> [Source excerpt]
┌────────

The only variables changing in this problem are the angle theta and
the volume of water carried by the gutter (V).  As you've noted, theta
= 0 gives you zero volume (just a flat sheet), while the maximum you
can physically bend the sides is theta = 2pi/3 (giving you an
equilateral triangle cross section).

So, to find the maximum volume we need to establish a relationship
between the two variables theta and V. We can do that from the
following diagram:

The sheet has width W, length L, and the side thirds are bent at an
angle theta upwards from the horizontal.

So the volume is just equal to the length of the sheet times the cross
sectional area A:

V = L * A

Since the length is just a multiplicative constant, maximizing the
volume is the same as maximizing the cross sectional area A.

You can see from the diagrams that A consists of the area of a
trapezoid.  We know from geometry that the area of a trapezoid is
equal to half the height times the sum of the parallel sides:

A = (1/2) * h * (S1 + S2)

└────────

> [List of tasks]
a - In the gutter explanation, what is the largest angle theta to which the sides can physically be bent?
b - Summarize the gutter explanation in two sentences.
c - Continue the gutter explanation from its last formula.

> [Records supplied]

┌────────

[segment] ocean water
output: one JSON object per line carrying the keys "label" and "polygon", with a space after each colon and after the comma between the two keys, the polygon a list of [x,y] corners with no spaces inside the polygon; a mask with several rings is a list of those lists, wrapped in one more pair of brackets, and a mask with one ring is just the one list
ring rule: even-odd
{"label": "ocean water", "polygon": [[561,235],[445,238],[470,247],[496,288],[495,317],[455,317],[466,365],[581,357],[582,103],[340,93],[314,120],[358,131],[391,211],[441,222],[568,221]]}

└────────
┌────────

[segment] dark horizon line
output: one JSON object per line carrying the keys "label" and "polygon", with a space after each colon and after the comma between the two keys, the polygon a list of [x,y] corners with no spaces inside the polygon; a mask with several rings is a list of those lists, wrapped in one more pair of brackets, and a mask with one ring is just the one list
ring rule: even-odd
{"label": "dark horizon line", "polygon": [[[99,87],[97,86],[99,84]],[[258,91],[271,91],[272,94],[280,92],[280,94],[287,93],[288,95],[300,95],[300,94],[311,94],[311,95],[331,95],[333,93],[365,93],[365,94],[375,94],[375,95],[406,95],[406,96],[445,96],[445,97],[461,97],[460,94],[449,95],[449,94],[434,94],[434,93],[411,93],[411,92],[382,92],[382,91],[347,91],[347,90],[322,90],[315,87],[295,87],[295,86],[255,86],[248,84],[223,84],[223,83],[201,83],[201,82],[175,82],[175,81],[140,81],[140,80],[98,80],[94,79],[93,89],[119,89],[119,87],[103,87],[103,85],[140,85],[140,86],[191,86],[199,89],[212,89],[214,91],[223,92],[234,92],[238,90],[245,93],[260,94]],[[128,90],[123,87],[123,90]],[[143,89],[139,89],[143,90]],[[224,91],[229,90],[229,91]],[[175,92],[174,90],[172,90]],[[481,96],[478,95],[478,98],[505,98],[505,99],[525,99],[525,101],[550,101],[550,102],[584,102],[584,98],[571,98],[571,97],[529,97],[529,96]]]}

└────────
┌────────

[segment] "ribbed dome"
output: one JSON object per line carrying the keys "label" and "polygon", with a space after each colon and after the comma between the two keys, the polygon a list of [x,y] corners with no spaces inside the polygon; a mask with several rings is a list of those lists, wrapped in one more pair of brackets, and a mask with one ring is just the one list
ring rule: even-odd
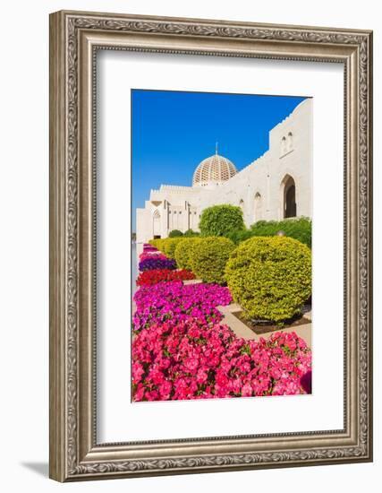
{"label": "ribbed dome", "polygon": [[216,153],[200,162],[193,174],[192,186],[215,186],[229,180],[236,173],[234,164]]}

└────────

> [Final results]
a - Theta = 2pi/3, which gives an equilateral triangle cross section.

b - The volume of water carried by the gutter depends only on the angle theta at which the side thirds of the sheet are bent, ranging from zero volume at theta = 0 to a physical limit at theta = 2pi/3. Because the volume equals the sheet's length times the cross-sectional area, maximizing the volume amounts to maximizing that area, which is the area of a trapezoid: half the height times the sum of the parallel sides.

c -
where

h  = (W/3)sin(theta)                (height)
S1 =  W/3                           (first parallel side)
S2 = (W/3) + 2(W/3)cos(theta)       (second parallel side)

This allows us to express the area A as a function of theta, A =
A(theta).  Keep in mind that in this specific problem we know that W =
30, so these measurements can be expressed more simply in your function.

To find the extrema points (we expect only one but who knows until you
solve the equation), solve the equation A'(theta) = 0, then check that
A"(theta) < 0 for that extremum to prove that it's a maximum.

Once you know the maximum cross section A in terms of W, you can find
the maximum volume V in terms of L and W.

As a side note, one should always check the bounds of the interval,
or any other points where the derivative might be undefined, and test
whether they are extrema.  Earlier, we showed that theta was
restricted to the interval [0,2pi/3].  While theta = 0 is certainly
an extremum, it is a minimum so we're not interested.  Theta = 2pi/3
might yield something, but that solution is physically undesirable
for the simple reason that it wouldn't make a very good gutter!  It
would be completely closed, so the volume of water that could fit
inside the triangle cross section is practically zero.  It would be
useless unless the gutter is used not to collect water, but to
transport it elsewhere, perhaps assisted by gravity.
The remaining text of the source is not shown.